Entries from a point annotation set
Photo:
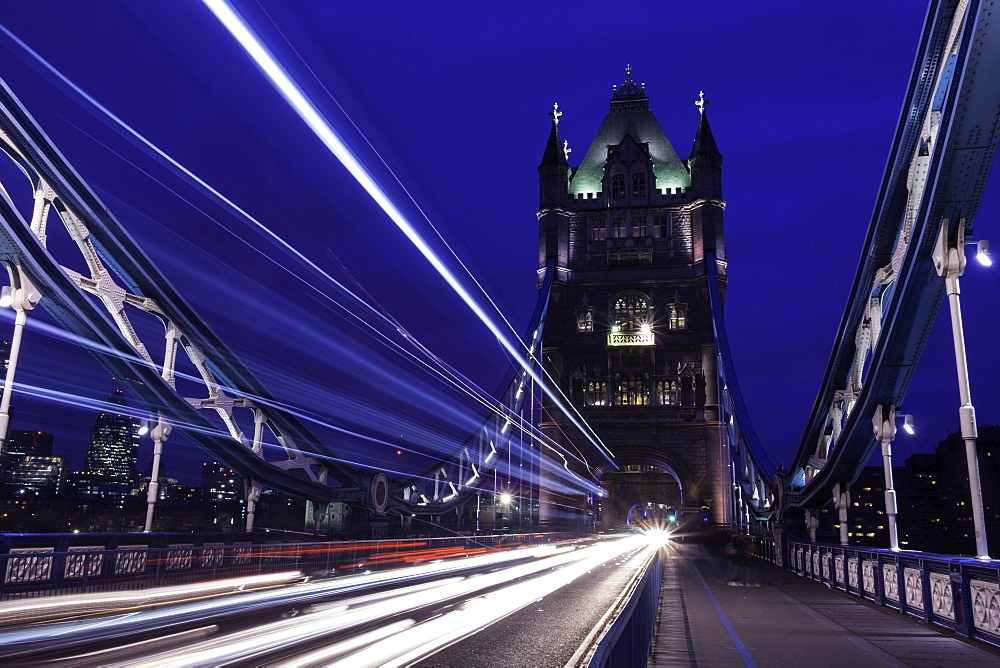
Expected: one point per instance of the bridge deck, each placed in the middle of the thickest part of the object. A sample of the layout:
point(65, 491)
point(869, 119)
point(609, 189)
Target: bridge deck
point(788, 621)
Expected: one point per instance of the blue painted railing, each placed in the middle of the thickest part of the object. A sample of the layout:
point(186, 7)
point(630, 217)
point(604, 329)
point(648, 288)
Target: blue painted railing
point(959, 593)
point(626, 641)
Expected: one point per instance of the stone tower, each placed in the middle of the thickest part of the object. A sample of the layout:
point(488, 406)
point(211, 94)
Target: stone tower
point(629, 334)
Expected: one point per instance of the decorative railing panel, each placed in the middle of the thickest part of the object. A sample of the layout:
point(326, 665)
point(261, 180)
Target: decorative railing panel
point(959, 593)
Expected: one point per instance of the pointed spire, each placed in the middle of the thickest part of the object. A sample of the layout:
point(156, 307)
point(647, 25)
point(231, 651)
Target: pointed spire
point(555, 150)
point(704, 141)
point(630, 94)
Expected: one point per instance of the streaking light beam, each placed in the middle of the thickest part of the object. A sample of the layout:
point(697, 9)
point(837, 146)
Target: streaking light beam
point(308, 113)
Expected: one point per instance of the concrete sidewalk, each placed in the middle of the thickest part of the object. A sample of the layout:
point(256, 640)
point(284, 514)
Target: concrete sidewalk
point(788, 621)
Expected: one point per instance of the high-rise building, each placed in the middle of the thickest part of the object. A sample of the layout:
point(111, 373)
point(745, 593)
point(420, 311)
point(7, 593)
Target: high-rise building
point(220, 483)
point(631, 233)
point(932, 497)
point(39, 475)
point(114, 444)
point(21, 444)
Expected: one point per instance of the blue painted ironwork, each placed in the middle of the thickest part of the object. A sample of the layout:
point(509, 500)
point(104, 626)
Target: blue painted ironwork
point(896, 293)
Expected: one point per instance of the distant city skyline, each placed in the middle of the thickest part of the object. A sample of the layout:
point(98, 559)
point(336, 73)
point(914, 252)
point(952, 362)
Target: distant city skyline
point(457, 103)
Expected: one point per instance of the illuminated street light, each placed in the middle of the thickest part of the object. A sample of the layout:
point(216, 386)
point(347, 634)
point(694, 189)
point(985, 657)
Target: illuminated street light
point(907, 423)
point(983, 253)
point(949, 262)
...
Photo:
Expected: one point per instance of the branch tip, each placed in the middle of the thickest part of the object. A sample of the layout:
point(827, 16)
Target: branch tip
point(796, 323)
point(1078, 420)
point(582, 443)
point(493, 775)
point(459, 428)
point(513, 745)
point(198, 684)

#### STATED EXERCISE
Locate every line in the records above that contains the string "building", matching case, and copy each one.

#### FULL OUTPUT
Expected: one point per instance of the high-rise building, each placed in the middle of the thickest part of the object. A sample of the layout:
Target: high-rise building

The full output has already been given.